**Exercise task**
Give back the whole listing exactly as shown.

(Pointing dataset excerpts)
####################
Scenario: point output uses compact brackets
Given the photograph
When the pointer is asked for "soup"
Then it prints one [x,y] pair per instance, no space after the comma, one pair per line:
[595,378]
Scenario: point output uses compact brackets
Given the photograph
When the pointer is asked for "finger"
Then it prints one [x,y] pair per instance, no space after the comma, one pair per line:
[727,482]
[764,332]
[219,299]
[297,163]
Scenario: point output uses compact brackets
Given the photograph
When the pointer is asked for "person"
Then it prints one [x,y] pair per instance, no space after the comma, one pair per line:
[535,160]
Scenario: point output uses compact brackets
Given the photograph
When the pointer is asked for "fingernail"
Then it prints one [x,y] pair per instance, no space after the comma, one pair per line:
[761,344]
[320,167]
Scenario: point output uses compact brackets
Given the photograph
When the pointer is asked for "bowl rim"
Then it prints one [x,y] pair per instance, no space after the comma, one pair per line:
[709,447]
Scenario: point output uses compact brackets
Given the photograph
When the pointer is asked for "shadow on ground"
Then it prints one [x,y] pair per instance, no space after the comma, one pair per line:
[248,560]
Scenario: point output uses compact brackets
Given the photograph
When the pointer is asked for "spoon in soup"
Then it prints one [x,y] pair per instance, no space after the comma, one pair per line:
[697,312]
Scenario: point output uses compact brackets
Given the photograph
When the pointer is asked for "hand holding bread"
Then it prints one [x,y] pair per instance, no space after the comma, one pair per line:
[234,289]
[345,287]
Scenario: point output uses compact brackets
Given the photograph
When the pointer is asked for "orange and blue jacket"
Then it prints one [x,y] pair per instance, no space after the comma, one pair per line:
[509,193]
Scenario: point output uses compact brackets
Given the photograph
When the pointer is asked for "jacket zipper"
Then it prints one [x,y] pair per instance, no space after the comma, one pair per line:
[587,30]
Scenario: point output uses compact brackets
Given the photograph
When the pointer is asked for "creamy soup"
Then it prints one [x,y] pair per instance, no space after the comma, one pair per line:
####################
**Worked solution**
Scenario: point output uses compact brackets
Given the photograph
When the pointer is asked for "soup"
Then it prints one [x,y] pair per instance, no space after the comma, one pair per line:
[595,378]
Scenario: point output uses compact brackets
Given the photograph
When the pointer is asked for "finger"
Then it prints one [x,y] pair per instance, no space after the comma, one pair per line:
[727,482]
[764,332]
[219,299]
[297,163]
Scenario: point output uses compact brackets
Given the photograph
When the pointer is asked for "person"
Then it prints one [x,y] pair per instance, no space after the comma, one pair per line:
[535,160]
Scenario: point output uses compact brackets
Given the photograph
When the pointer is asked for "fingernail"
Then it prints one [x,y] pair per instance, no space after the comma, one pair per line:
[761,344]
[320,167]
Scenario: point output uses compact brackets
Given the photograph
When the pointer is asked for "bowl rim"
Then it prints one [x,y] pair per instance, no space after the comma, one pair per line:
[709,447]
Scenario: point output uses compact brackets
Given the photograph
When the pointer is asked for "shadow on ground"
Then it prints one [x,y] pair per instance, no space after the comma, one pair per line:
[248,560]
Scenario: point output uses compact brackets
Given the photograph
When the pointer is asked for "spoon in soup"
Then it prints one [x,y] pair per instance, no space after the comma, one pair per line:
[697,312]
Scenario: point output uses compact brackets
Given the photograph
When the pointer is asked for "hand holding bread"
Then it prints one [x,y] pair per instance, no space after the comma, one pair per line:
[234,289]
[345,287]
Scenario: point output uses compact brackets
Given the photograph
When the pointer is asked for "orange and blue jacket"
Then it prints one [x,y] pair per instance, no space after the comma, one pair per line:
[509,193]
Scenario: point output uses compact brackets
Given the photograph
When the pointer is asked for "jacket zipper"
Then it prints one [x,y] pair per instance, no space after the comma, one pair per line:
[587,30]
Scenario: point output uses compact brackets
Given the photograph
When the pointer is asked for "creamy soup"
Then it prints one [x,y] pair per instance, no space after the comma, one pair per line:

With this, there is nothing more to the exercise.